• Work instructions:
Find every line in the items below that contains the word "ceiling" and copy each of those lines unchanged.

• Items:
........

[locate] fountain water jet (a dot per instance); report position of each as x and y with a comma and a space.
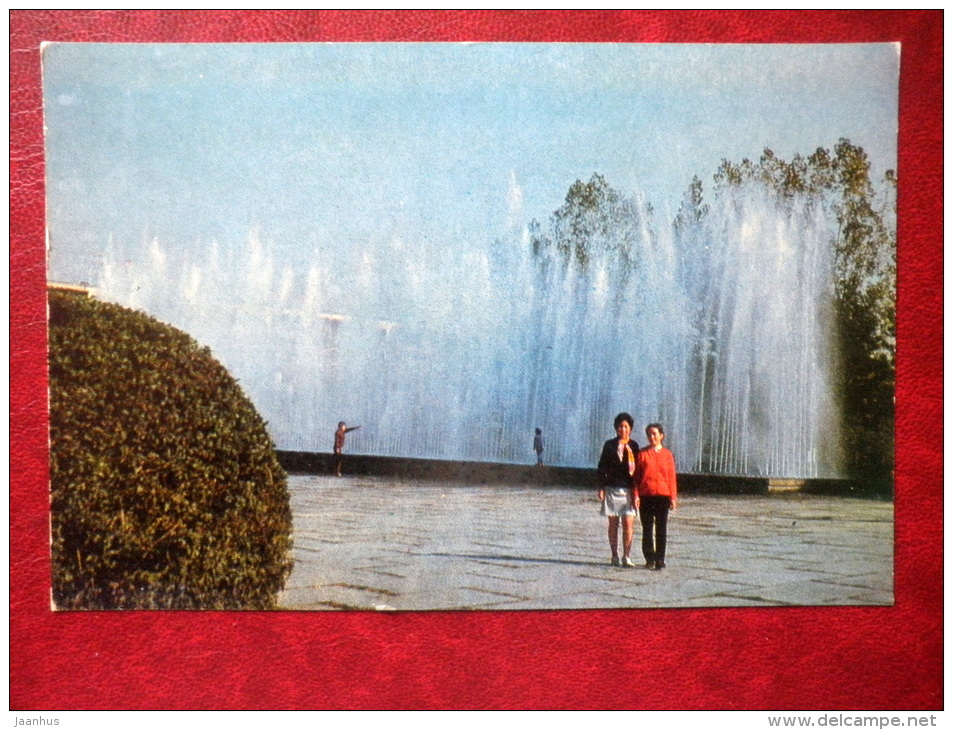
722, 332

........

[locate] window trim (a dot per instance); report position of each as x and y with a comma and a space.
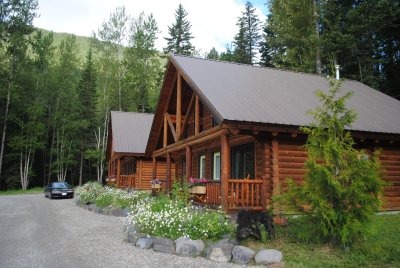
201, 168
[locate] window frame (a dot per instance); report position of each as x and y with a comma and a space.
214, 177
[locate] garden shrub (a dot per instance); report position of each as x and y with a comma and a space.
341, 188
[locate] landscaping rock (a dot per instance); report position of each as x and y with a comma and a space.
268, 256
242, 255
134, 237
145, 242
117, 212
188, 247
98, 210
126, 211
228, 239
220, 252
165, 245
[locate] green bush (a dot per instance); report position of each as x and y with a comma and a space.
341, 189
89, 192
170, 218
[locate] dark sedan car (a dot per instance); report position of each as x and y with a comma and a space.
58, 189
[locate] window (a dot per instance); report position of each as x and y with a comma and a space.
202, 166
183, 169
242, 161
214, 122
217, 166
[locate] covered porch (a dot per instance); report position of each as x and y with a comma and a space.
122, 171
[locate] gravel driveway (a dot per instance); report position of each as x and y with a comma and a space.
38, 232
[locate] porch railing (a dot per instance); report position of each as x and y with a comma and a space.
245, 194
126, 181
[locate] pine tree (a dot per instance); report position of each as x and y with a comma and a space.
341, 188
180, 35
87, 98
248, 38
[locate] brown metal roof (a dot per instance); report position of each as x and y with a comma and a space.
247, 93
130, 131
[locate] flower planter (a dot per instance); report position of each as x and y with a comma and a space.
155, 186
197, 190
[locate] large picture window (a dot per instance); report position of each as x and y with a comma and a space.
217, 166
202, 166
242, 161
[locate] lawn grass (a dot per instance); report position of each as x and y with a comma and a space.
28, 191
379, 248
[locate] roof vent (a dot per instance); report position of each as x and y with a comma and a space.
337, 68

........

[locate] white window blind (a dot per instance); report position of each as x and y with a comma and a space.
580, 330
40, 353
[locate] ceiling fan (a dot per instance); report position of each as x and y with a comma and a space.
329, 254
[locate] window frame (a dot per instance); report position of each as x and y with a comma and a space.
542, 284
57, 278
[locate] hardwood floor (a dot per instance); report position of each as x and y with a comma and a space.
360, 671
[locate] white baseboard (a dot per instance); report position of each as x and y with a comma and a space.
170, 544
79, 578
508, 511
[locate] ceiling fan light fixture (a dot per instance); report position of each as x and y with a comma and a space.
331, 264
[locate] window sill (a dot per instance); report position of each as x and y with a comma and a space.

........

• Complete response:
[locate] ceiling fan (a dot per instance); report position of each as x and y with a comma and a space.
[locate] ceiling fan light fixture (a dot per instance); report position of each as x and y with a comma and a space.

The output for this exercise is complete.